> Data listing:
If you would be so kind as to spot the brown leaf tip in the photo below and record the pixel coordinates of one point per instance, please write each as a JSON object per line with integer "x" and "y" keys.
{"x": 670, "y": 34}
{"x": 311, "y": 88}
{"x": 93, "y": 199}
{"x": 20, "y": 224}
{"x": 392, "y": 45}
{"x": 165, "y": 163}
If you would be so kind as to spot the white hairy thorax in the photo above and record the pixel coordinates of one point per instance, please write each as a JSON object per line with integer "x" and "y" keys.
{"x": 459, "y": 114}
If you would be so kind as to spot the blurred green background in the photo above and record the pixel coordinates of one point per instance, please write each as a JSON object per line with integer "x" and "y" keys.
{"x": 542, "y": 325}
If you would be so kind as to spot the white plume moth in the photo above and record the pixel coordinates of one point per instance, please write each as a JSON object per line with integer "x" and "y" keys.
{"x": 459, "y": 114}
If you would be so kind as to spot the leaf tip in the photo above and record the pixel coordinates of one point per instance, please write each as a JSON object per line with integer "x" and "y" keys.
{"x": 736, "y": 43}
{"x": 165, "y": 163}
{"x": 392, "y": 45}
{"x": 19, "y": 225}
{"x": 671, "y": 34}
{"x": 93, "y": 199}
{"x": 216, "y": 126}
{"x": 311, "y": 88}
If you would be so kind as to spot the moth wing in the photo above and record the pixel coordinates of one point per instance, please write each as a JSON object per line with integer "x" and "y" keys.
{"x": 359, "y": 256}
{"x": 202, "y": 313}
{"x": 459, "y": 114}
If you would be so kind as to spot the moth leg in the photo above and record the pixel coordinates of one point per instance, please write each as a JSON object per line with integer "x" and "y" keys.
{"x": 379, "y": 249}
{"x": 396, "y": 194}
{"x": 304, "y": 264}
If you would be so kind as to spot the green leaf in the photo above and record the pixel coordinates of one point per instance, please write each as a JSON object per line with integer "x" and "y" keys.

> What to do:
Extract the data in full. Keep it word for word.

> The result:
If you would be so kind as to spot the brown leaf tip in the photo below and record the pixel coordinates of one point per instance, please write each as a JSON object per line with integer "x" and "y" keys.
{"x": 670, "y": 34}
{"x": 311, "y": 88}
{"x": 93, "y": 199}
{"x": 20, "y": 224}
{"x": 392, "y": 45}
{"x": 165, "y": 163}
If you would be so kind as to spot the white hairy thorax in the photo above and record the pixel coordinates of one point per instance, please write each as a JSON object per line with integer "x" and "y" keys.
{"x": 459, "y": 114}
If you would be so kind as to spot the blurred green background in the photo above and record the pixel coordinates of one point per instance, please write each as a JSON object per line with integer "x" and "y" keys.
{"x": 542, "y": 325}
If you would be so kind as to spot the white plume moth in the photo above and record the pixel coordinates of one point per instance, please write each as a JSON object per line with integer "x" and "y" keys.
{"x": 459, "y": 114}
If you would be so kind as to spot the leaf tip in the photo above and record the pixel coordinates of one point per instance, please write each as a JSON object per line with integer "x" and "y" keys.
{"x": 736, "y": 43}
{"x": 165, "y": 163}
{"x": 392, "y": 45}
{"x": 19, "y": 225}
{"x": 671, "y": 34}
{"x": 93, "y": 199}
{"x": 216, "y": 126}
{"x": 311, "y": 88}
If you would be so kind as to spot the moth wing in the photo above and record the pixel coordinates of one point per instance, please write each as a JSON object per line with integer "x" and "y" keys.
{"x": 359, "y": 256}
{"x": 202, "y": 313}
{"x": 459, "y": 114}
If you would be so kind as to spot the moth leg in the photo above and record the pixel coordinates of one point per instance, please write each as a JSON object per line with integer "x" and "y" keys.
{"x": 379, "y": 249}
{"x": 396, "y": 194}
{"x": 304, "y": 264}
If you would be so kind as to spot the green leaf in the photo above and record the pixel coordinates of one point per instance, please write each as a JSON object per line with integer "x" and "y" keys.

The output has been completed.